━━━━━ Available data

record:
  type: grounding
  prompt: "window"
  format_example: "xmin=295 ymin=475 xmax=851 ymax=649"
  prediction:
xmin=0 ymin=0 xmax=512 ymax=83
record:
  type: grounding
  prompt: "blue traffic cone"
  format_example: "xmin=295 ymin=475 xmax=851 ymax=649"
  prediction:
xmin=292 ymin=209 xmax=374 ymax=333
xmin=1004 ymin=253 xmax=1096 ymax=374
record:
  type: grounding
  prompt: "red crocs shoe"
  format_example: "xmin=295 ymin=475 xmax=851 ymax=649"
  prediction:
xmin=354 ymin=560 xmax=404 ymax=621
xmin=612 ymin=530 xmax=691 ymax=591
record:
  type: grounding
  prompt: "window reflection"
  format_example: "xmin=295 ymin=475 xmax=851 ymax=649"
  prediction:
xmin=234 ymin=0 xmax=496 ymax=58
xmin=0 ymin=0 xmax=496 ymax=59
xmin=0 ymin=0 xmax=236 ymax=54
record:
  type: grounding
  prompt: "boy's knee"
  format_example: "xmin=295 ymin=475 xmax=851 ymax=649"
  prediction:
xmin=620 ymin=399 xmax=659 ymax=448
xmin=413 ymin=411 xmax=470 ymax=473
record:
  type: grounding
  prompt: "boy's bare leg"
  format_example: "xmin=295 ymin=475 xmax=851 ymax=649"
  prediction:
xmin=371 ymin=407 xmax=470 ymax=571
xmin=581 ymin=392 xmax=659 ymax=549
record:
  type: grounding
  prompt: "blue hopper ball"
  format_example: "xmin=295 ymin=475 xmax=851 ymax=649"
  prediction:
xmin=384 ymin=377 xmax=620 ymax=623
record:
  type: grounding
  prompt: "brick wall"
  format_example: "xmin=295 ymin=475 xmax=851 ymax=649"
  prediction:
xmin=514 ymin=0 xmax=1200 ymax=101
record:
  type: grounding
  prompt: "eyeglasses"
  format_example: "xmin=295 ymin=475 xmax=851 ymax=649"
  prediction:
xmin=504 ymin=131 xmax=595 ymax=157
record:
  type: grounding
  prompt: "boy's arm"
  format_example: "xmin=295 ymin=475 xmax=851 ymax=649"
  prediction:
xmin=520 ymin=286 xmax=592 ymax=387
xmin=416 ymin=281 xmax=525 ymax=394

━━━━━━━━━━

Can you locate every line in the material above that contains the word "window" (case counts) and copy each of those lines?

### Completed task
  prompt: "window"
  prompt: "window reflection"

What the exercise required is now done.